• _DIRECTIONS FOR THIS TASK_
Exactly as written, give again the line with "of the building" and all subsequent lines through the end of the records.

• _SUPPLIED MATERIAL_
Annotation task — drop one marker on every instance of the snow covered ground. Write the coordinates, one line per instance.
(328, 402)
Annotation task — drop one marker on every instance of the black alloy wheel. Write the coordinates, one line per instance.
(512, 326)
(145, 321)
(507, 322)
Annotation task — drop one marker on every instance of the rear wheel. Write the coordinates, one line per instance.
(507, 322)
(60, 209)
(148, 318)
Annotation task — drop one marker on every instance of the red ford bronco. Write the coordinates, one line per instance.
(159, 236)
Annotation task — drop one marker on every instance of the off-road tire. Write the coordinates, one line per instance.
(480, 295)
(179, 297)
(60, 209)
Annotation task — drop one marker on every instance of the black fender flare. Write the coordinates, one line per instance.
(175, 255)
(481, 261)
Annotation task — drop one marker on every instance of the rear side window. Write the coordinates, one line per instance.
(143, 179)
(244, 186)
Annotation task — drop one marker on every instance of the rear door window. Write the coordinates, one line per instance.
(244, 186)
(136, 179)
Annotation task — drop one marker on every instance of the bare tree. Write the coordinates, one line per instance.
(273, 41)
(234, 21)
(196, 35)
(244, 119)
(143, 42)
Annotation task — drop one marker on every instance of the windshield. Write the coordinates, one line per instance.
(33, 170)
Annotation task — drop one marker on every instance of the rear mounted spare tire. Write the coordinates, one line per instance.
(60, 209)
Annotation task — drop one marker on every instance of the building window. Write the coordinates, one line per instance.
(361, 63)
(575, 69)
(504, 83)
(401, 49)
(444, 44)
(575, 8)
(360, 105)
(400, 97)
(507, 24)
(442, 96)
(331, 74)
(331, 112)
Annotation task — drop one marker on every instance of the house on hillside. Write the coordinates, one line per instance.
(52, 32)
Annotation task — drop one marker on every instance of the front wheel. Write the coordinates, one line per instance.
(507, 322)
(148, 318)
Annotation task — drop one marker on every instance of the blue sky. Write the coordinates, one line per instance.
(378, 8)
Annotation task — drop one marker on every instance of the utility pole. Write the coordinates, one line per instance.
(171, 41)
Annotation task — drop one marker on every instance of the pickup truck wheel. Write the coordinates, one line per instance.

• _ANSWER TO THE PROBLEM_
Annotation task — drop one marker on every instance of the building window. Write the coordinates, one line per instance.
(361, 63)
(575, 69)
(504, 83)
(401, 49)
(444, 44)
(575, 8)
(360, 105)
(400, 97)
(507, 24)
(442, 96)
(331, 74)
(331, 112)
Annotation task — drop one marker on every instance of the house on hillside. Write the coordinates, one line per instance.
(52, 32)
Annotation task — drop one marker on every instance of the front wheel. Write the coordinates, one line per instance.
(507, 322)
(148, 318)
Annotation task — drop one marker on every instance of the blue sky. Write the coordinates, one line per instance.
(378, 8)
Annotation task — drop one marker on every instance of the utility pole. Write the coordinates, one line per instance.
(171, 41)
Annotation task — drop one marker on every instance of the pickup truck wheel. Write the coordinates, one line per instance.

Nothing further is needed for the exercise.